Task details » All lines from the one with "Tag the window with curtain" to the end need to be copied exactly, with nothing before them.

Material to process »
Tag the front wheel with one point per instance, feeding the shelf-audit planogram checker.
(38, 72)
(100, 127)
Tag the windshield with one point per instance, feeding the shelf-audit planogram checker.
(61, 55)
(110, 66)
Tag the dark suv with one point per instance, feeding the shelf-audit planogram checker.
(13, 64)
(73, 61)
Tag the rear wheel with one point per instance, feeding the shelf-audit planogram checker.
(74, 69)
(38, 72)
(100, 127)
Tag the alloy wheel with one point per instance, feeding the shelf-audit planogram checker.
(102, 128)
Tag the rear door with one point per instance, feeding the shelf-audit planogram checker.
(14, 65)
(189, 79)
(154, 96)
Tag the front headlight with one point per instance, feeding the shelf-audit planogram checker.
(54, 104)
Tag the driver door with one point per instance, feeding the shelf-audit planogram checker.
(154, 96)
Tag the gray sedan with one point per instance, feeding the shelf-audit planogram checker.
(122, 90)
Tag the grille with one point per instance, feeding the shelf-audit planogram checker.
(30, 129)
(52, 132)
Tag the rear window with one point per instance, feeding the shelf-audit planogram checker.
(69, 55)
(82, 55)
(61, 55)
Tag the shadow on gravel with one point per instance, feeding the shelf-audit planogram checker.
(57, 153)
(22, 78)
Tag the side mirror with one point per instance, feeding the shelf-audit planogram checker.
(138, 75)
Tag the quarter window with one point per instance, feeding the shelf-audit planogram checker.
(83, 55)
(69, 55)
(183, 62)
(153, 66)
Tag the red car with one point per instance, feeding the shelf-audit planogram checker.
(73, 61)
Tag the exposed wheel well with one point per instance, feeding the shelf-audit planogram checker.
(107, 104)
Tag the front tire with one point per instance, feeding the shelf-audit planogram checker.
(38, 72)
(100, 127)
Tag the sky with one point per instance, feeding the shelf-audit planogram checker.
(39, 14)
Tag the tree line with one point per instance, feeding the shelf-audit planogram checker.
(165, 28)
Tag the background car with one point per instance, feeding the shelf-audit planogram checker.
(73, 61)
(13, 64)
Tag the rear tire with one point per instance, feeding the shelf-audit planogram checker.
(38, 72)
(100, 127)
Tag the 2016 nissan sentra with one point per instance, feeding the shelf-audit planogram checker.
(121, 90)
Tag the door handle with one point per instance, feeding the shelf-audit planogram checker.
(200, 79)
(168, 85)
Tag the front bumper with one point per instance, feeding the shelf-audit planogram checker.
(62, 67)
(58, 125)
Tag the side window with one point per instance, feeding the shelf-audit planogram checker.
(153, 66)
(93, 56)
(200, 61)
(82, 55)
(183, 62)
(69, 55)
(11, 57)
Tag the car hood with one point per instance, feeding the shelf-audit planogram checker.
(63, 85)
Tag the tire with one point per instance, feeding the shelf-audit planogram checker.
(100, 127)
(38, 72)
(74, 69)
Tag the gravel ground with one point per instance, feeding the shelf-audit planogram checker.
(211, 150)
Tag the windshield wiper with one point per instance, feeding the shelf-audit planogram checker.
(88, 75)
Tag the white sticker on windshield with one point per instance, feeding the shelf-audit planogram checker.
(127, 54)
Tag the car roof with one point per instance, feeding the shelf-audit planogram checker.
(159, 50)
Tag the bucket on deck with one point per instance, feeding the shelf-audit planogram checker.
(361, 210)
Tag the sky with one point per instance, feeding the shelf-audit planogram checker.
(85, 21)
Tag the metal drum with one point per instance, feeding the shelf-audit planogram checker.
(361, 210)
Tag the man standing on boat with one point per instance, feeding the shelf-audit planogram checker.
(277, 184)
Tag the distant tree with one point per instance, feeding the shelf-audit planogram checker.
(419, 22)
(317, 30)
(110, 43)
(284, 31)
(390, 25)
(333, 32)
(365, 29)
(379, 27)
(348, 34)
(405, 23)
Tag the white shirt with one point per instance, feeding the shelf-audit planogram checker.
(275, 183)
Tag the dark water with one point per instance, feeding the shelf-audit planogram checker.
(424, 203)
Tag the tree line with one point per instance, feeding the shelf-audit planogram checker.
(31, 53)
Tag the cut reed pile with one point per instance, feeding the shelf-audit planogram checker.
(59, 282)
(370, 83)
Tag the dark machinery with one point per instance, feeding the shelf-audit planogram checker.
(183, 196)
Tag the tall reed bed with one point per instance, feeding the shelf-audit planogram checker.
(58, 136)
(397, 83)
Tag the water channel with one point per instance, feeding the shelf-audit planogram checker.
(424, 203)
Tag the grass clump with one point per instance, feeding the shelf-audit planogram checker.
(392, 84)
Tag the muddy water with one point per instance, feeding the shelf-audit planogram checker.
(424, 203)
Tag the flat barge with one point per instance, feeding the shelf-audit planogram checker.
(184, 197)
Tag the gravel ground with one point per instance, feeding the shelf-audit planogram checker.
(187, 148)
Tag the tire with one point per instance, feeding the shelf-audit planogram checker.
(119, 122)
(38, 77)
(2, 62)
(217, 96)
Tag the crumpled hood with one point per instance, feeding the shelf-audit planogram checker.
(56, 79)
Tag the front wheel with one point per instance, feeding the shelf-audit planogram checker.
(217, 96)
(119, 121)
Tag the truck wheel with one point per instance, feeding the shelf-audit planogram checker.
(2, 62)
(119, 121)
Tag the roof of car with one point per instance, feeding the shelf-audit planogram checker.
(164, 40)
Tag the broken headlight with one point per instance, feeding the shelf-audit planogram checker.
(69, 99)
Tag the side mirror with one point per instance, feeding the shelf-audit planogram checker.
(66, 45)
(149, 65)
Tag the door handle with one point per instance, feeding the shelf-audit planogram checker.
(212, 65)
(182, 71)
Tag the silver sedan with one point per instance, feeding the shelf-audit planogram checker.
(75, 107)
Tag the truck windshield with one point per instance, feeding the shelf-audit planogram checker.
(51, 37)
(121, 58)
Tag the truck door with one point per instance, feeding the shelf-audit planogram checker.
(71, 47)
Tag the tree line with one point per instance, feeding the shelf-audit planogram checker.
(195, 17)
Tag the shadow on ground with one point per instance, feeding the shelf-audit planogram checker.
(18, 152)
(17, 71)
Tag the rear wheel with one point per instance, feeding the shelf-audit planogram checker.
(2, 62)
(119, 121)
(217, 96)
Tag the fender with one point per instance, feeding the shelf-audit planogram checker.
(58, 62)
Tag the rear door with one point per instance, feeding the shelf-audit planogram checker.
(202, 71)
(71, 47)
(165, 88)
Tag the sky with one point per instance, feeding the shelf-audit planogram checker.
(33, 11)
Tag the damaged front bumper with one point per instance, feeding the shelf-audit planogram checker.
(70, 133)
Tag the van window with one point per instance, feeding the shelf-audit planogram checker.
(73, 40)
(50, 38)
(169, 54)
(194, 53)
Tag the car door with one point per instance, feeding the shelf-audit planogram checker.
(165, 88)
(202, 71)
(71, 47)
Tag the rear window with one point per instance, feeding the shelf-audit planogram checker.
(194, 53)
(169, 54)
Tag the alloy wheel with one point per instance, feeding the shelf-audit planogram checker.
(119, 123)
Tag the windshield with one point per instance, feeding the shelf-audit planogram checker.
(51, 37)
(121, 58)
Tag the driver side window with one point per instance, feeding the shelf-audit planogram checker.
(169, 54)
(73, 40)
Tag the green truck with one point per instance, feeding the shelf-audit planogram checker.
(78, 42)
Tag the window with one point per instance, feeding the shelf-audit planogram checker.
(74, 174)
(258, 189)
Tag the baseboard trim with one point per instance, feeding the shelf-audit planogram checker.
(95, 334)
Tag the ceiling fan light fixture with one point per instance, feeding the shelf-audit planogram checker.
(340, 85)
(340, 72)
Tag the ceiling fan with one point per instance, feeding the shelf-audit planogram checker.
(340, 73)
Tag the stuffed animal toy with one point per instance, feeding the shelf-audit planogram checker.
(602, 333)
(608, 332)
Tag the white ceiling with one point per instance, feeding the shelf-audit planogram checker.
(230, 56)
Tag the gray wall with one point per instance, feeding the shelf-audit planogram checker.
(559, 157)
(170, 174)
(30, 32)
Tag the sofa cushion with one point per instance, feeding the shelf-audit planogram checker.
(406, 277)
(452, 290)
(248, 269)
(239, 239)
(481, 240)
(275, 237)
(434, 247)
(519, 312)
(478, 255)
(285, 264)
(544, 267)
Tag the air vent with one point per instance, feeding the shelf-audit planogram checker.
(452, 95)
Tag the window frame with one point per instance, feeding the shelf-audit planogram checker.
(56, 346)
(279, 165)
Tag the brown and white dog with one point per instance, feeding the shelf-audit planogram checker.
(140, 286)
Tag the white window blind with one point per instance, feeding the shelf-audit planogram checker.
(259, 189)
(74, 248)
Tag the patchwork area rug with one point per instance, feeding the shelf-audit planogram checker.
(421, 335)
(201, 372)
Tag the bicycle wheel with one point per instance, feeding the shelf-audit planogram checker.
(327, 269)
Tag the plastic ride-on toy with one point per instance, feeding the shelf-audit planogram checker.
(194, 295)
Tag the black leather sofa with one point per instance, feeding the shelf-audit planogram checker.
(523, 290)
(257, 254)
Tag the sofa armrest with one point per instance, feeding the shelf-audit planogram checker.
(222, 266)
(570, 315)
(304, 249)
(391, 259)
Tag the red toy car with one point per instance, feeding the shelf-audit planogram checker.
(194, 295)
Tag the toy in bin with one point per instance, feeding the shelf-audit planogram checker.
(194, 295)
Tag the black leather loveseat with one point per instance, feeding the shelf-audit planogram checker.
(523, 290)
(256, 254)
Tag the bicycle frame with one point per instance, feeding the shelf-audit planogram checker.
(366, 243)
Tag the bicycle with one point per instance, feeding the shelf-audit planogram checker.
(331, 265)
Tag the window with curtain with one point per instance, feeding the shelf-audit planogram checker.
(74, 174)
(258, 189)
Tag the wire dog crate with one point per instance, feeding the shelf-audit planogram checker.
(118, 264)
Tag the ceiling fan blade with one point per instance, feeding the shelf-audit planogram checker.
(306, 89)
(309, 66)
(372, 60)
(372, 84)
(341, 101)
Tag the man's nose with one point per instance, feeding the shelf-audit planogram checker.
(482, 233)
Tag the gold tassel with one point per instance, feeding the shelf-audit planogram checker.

Task answer »
Tag the window with curtain with one point per instance, feeding the shelf-audit planogram checker.
(74, 174)
(258, 189)
Tag the wire dog crate with one point per instance, feeding the shelf-audit planogram checker.
(118, 264)
Tag the ceiling fan blade with one point per instance, feeding the shelf-audit planogram checker.
(306, 89)
(309, 66)
(372, 60)
(372, 84)
(341, 101)
Tag the man's nose with one point per instance, feeding the shelf-audit planogram checker.
(482, 233)
Tag the gold tassel with one point per instance, feeding the shelf-audit planogram checker.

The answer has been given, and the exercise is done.